▶ _WHAT YOU HAVE TO DO_
Transcribe the lines of the records starting with the one that has "Indicate each instance of the bird's eye" in it and ending with the last, and transcribe nothing else.

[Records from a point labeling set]

#####

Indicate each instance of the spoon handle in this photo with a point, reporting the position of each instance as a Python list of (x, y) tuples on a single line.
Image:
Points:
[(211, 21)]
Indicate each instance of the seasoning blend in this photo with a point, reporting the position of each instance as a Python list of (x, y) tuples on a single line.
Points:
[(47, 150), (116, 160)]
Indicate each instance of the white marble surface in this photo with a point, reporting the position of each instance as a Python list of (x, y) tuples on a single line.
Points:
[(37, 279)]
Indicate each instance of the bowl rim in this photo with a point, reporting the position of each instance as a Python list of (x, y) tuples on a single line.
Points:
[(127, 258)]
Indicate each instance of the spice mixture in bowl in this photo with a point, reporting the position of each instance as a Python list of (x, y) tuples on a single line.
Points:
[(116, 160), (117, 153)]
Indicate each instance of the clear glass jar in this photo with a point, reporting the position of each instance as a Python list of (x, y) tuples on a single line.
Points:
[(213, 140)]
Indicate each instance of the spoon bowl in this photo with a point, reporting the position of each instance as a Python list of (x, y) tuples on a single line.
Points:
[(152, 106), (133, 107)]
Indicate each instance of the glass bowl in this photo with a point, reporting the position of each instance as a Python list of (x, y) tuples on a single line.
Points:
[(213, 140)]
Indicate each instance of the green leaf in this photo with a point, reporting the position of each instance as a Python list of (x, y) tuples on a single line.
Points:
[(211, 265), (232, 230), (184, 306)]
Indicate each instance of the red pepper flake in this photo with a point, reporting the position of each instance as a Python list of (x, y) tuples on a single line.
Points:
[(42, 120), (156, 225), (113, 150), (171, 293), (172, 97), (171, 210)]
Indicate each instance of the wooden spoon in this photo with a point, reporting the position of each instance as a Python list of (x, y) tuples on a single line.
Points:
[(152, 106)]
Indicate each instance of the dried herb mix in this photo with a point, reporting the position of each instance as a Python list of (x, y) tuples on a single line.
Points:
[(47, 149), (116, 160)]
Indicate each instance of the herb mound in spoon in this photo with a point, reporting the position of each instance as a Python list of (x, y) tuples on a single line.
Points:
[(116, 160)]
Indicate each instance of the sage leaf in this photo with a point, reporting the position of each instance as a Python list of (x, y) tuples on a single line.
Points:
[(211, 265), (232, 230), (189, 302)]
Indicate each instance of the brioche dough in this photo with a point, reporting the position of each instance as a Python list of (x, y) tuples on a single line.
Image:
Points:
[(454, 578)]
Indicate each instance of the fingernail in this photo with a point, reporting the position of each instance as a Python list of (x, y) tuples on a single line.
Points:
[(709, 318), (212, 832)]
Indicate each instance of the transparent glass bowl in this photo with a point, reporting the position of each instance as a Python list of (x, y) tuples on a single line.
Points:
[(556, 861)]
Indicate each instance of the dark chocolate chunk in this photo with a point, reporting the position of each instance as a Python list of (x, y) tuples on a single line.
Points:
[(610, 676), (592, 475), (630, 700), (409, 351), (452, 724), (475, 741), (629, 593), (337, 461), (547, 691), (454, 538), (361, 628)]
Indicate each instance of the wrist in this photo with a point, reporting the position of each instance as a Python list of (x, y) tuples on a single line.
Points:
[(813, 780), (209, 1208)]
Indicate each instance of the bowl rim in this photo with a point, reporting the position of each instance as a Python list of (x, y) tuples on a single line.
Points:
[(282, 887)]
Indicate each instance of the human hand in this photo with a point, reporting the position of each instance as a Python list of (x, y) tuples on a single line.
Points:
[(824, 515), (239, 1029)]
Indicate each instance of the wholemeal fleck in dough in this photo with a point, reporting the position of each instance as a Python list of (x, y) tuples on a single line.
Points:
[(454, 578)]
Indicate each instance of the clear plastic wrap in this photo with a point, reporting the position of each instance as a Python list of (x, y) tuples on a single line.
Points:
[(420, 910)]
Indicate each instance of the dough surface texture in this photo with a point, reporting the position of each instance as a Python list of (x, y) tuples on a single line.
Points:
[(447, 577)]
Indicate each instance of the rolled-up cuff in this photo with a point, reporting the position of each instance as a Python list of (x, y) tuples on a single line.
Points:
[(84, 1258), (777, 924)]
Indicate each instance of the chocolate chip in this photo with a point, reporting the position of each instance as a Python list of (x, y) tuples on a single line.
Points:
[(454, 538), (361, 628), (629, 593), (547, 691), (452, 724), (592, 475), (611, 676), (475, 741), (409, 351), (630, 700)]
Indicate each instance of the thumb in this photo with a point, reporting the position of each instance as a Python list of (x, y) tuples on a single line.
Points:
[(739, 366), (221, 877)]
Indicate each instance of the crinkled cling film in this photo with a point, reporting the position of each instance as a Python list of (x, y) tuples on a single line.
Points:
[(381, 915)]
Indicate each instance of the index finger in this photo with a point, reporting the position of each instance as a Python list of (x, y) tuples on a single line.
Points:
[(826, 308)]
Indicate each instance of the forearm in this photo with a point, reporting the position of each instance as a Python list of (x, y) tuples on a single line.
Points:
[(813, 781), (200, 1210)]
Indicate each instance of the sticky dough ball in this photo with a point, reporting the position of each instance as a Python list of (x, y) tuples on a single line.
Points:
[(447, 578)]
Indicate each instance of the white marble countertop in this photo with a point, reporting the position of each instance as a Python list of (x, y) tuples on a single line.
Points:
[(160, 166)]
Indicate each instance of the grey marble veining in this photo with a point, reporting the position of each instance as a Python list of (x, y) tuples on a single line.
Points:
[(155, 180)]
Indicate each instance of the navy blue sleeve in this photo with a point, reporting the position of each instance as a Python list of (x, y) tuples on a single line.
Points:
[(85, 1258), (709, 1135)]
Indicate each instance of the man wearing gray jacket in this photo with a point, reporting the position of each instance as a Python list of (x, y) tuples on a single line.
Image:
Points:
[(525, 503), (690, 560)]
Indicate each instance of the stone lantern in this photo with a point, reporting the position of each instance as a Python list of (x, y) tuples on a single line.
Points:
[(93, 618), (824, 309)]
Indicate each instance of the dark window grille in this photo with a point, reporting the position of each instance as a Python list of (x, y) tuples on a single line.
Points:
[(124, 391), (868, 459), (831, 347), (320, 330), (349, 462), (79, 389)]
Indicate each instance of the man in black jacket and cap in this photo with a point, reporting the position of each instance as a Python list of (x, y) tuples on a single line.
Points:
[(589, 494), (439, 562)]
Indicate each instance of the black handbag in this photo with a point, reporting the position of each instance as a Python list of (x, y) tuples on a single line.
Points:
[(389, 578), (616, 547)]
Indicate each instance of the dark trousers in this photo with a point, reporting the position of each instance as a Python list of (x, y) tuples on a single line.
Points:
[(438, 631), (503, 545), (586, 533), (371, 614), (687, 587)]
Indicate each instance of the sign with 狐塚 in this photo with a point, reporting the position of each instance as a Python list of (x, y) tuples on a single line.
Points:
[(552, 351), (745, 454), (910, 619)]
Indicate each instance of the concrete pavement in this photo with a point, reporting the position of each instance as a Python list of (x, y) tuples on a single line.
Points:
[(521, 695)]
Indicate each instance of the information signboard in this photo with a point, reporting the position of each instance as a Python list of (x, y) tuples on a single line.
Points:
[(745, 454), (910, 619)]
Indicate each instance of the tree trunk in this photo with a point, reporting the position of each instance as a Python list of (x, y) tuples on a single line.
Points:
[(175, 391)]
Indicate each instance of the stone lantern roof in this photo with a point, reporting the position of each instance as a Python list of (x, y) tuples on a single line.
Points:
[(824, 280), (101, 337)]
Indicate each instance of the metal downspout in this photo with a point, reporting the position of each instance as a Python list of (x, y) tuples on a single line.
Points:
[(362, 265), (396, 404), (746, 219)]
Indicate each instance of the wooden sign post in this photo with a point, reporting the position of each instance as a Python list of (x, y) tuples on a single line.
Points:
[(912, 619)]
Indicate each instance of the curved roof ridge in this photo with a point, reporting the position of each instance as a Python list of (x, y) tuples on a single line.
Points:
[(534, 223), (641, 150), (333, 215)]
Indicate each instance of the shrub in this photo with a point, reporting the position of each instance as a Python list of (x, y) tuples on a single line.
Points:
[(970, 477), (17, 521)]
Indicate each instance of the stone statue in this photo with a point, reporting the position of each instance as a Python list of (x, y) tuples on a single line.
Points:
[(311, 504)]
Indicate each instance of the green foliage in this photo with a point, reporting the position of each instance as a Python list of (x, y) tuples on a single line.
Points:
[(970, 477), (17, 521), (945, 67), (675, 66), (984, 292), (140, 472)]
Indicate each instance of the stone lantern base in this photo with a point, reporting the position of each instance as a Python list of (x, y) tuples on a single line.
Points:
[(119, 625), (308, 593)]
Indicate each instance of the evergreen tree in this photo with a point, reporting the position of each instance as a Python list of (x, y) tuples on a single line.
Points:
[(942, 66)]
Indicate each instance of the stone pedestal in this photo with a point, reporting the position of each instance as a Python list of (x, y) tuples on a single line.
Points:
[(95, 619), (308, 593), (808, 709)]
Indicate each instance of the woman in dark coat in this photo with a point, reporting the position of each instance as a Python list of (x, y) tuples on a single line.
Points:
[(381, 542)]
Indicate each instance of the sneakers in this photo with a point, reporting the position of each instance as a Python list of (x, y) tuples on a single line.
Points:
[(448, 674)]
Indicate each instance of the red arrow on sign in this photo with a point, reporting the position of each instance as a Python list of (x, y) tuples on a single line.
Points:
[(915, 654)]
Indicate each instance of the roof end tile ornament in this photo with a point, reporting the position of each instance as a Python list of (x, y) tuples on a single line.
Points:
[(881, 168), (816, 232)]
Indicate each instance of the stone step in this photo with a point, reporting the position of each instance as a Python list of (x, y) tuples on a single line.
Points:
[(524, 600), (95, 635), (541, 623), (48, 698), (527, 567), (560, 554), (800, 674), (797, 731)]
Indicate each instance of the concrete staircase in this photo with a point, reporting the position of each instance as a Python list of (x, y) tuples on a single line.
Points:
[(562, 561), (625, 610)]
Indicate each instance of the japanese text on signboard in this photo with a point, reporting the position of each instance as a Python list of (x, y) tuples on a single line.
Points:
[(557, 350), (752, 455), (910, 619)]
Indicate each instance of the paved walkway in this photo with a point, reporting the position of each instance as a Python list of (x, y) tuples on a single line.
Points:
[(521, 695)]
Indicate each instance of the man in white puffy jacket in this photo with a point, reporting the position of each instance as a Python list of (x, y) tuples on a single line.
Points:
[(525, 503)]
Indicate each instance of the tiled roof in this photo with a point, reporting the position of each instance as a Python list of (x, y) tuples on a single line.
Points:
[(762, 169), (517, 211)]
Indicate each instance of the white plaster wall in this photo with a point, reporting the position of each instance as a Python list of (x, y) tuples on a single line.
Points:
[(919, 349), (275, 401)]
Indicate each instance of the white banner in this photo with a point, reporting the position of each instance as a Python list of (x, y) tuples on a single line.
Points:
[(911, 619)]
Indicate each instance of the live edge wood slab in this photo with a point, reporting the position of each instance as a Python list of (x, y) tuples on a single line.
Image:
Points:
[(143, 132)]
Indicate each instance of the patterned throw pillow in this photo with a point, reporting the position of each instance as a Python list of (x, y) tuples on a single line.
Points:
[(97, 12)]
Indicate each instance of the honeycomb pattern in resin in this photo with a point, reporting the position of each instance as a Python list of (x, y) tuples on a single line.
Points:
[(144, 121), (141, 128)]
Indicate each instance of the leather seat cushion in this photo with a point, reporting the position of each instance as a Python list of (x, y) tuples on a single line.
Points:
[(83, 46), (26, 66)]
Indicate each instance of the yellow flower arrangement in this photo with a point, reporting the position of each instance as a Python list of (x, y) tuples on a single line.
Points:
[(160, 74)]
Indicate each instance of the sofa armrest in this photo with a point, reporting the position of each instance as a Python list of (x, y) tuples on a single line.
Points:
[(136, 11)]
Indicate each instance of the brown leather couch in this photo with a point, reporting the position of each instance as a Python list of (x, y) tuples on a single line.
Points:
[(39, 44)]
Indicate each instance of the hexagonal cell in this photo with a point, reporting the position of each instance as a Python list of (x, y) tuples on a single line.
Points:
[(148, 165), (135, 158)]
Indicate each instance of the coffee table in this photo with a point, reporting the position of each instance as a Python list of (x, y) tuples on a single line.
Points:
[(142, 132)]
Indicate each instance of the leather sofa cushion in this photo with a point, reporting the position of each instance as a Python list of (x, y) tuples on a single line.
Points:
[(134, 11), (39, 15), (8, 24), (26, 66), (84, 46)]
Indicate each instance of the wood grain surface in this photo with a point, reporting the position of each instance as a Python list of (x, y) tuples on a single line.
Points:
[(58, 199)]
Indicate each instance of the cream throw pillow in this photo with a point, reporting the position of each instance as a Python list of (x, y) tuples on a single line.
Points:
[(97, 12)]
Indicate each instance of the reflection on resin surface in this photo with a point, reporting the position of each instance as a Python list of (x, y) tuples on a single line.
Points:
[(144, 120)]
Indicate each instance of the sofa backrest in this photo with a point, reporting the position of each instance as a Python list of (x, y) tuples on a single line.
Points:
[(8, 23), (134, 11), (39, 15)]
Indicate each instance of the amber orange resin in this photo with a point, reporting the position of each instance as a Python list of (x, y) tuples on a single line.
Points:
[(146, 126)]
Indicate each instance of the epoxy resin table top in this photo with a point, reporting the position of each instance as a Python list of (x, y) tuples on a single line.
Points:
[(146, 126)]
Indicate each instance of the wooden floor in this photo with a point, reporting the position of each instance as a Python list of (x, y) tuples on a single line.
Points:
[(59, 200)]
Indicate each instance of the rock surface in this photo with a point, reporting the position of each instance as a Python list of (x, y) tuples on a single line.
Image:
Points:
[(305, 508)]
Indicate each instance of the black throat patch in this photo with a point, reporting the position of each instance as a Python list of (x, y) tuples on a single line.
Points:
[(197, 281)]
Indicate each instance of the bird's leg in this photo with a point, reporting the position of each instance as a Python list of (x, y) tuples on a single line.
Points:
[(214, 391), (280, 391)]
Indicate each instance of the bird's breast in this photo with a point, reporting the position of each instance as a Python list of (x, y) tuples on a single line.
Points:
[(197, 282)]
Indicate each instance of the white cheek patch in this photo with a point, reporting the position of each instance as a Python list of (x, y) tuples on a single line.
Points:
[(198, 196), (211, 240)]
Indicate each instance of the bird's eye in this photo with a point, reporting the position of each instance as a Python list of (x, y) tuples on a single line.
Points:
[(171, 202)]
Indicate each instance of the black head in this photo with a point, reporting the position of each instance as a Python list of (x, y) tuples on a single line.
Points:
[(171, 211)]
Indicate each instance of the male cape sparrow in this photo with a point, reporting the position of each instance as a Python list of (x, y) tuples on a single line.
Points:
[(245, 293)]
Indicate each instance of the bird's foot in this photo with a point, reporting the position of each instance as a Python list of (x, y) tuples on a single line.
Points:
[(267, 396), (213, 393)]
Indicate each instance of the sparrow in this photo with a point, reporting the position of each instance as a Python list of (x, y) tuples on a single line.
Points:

#####

▶ _OUTPUT FOR THIS EXERCISE_
Indicate each instance of the bird's eye in this photo with a point, reporting the position of each instance as a Python list of (x, y) tuples on a single line.
Points:
[(171, 202)]
Indicate each instance of the black head in this photo with a point, reporting the position of each instance as a Python list of (x, y) tuples on a single line.
Points:
[(171, 211)]
Indicate each instance of the male cape sparrow in this photo with a point, reporting the position of each instance as a Python list of (x, y) tuples on a single line.
Points:
[(245, 293)]
Indicate each instance of the bird's foot in this photo with a point, reporting the position of each instance as a Python list of (x, y) tuples on a single line.
Points:
[(267, 396), (213, 393)]
Indicate each instance of the sparrow in this photo with a point, reporting the position of each instance as a Python list of (x, y) tuples on a single line.
Points:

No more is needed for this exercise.